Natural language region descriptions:
-------------------------
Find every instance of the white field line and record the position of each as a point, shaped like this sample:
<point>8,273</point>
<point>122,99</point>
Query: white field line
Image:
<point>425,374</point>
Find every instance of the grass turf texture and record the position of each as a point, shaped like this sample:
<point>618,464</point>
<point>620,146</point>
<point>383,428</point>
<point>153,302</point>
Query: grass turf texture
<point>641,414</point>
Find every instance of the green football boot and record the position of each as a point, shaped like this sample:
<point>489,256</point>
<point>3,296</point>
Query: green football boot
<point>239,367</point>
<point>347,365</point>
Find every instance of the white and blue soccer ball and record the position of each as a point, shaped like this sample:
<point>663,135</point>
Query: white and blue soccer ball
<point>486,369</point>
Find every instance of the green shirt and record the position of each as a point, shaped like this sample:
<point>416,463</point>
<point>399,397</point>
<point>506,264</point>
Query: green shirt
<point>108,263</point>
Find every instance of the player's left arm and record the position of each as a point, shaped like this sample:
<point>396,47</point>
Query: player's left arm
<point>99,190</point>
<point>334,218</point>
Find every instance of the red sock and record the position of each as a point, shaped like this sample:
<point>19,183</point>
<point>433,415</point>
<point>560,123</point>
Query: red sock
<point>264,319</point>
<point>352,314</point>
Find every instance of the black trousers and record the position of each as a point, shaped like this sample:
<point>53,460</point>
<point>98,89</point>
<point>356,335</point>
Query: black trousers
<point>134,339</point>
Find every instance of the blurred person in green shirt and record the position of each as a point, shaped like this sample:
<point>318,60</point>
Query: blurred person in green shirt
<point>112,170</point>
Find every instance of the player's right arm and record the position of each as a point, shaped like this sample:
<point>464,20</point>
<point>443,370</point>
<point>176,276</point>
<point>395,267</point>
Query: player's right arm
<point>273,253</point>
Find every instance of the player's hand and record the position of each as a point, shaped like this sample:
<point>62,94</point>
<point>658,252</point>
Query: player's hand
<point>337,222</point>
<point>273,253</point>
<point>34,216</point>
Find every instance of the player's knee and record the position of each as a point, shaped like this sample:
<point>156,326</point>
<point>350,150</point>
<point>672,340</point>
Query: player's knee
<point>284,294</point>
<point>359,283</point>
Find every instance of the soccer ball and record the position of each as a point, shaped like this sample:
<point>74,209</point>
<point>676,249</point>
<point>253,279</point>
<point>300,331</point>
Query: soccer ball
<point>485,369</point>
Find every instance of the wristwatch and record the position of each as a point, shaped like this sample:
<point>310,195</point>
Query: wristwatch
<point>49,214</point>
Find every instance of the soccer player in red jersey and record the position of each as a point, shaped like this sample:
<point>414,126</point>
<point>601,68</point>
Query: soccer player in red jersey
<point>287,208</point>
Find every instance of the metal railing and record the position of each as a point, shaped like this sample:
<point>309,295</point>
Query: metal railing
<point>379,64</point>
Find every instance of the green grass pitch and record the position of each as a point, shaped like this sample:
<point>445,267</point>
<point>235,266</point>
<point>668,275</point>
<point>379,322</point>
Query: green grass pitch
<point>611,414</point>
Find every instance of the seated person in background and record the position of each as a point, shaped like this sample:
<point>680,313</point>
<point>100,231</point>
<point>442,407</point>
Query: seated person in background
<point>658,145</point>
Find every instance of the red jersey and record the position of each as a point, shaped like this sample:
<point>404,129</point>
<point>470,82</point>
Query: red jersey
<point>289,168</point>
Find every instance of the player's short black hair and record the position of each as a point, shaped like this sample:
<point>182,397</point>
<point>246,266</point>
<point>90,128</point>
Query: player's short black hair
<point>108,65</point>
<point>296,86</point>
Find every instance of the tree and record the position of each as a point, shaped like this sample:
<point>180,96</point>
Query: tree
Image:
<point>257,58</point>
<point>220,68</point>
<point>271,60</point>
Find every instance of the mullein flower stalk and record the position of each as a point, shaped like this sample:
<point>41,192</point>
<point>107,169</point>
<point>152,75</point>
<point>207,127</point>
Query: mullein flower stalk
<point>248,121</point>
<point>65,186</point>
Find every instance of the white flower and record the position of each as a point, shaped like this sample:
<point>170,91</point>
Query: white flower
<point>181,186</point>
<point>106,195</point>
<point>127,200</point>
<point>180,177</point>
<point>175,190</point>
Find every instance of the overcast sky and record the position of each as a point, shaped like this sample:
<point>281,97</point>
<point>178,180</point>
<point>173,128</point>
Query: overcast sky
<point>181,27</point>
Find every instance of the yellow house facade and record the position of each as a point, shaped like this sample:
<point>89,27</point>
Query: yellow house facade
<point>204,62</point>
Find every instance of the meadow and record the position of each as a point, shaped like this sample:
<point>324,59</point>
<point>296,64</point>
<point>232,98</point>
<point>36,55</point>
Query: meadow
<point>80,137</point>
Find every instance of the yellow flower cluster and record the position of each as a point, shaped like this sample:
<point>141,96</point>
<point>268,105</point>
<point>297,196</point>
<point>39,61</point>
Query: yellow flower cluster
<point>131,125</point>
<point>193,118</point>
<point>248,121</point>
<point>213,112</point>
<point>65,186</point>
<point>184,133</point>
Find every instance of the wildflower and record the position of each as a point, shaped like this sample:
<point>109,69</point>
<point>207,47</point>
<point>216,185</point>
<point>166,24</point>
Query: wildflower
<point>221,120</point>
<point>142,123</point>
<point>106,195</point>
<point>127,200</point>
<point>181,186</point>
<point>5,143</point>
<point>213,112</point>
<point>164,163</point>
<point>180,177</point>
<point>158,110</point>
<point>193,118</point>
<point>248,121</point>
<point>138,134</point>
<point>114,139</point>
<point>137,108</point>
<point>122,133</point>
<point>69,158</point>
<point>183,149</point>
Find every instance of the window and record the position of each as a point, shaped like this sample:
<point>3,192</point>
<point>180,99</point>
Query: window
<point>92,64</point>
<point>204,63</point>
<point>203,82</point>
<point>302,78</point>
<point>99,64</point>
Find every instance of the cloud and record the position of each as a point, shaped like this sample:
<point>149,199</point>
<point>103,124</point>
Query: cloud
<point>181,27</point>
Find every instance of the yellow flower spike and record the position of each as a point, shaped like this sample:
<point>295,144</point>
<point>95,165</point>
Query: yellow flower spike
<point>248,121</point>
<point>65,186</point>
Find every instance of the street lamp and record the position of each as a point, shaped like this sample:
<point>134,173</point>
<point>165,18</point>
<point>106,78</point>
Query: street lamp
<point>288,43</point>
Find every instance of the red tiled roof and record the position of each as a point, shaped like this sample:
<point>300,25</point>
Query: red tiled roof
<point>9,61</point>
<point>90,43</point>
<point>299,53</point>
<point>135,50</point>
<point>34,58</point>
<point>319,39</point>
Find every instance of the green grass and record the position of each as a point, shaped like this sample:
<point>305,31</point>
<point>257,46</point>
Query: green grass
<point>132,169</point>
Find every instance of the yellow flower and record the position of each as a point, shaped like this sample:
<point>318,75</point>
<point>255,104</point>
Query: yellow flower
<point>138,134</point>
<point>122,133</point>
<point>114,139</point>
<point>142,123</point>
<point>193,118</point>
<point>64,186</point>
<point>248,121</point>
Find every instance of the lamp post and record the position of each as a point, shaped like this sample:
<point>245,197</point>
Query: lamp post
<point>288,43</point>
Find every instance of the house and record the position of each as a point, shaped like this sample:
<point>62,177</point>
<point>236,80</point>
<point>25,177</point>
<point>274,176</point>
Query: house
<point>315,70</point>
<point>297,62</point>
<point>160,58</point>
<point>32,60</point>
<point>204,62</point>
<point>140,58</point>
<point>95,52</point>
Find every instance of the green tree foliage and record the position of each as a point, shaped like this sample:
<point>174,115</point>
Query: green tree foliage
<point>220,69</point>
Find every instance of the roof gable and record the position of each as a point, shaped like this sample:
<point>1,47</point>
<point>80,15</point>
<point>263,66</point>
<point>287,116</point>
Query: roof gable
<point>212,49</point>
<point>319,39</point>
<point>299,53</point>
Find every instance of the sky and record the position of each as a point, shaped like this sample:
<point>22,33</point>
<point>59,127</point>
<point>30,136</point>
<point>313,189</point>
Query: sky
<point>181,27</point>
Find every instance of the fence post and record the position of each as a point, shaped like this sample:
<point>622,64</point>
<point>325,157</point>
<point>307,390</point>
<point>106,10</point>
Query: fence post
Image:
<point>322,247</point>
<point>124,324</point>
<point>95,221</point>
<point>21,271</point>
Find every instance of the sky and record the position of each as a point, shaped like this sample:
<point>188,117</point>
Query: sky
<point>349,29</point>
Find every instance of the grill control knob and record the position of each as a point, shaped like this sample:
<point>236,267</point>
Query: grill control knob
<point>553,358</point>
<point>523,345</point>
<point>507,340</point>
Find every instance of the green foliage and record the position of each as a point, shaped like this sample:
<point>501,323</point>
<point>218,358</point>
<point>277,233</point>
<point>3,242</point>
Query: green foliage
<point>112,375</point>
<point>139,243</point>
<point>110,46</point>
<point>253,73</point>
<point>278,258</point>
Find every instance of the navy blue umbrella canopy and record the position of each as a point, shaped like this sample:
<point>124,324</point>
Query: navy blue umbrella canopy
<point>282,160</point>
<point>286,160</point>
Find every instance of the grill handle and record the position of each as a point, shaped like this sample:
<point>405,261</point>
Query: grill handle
-------------------------
#### Work instructions:
Extract exactly and only the lines above from the line containing "<point>149,199</point>" through the line containing "<point>255,104</point>", both end lines included.

#### Output for this task:
<point>149,199</point>
<point>103,124</point>
Query: cloud
<point>181,27</point>
Find every instance of the yellow flower spike and record the position of each as a point, shaped like this sample:
<point>295,144</point>
<point>95,165</point>
Query: yellow flower spike
<point>248,121</point>
<point>65,186</point>
Find every instance of the street lamp and record the position of each as a point, shaped like this sample:
<point>134,173</point>
<point>165,18</point>
<point>106,78</point>
Query: street lamp
<point>288,43</point>
Find every instance of the red tiled roof and record the position of each as a point, shaped like this sample:
<point>300,25</point>
Query: red tiled roof
<point>9,61</point>
<point>90,43</point>
<point>299,53</point>
<point>135,50</point>
<point>34,58</point>
<point>319,39</point>
Find every instance of the green grass and record the position of each as a point, shaped like this sample:
<point>305,31</point>
<point>257,46</point>
Query: green grass
<point>132,169</point>
Find every instance of the yellow flower and record the position of each as a point, shaped like this sample:
<point>318,75</point>
<point>255,104</point>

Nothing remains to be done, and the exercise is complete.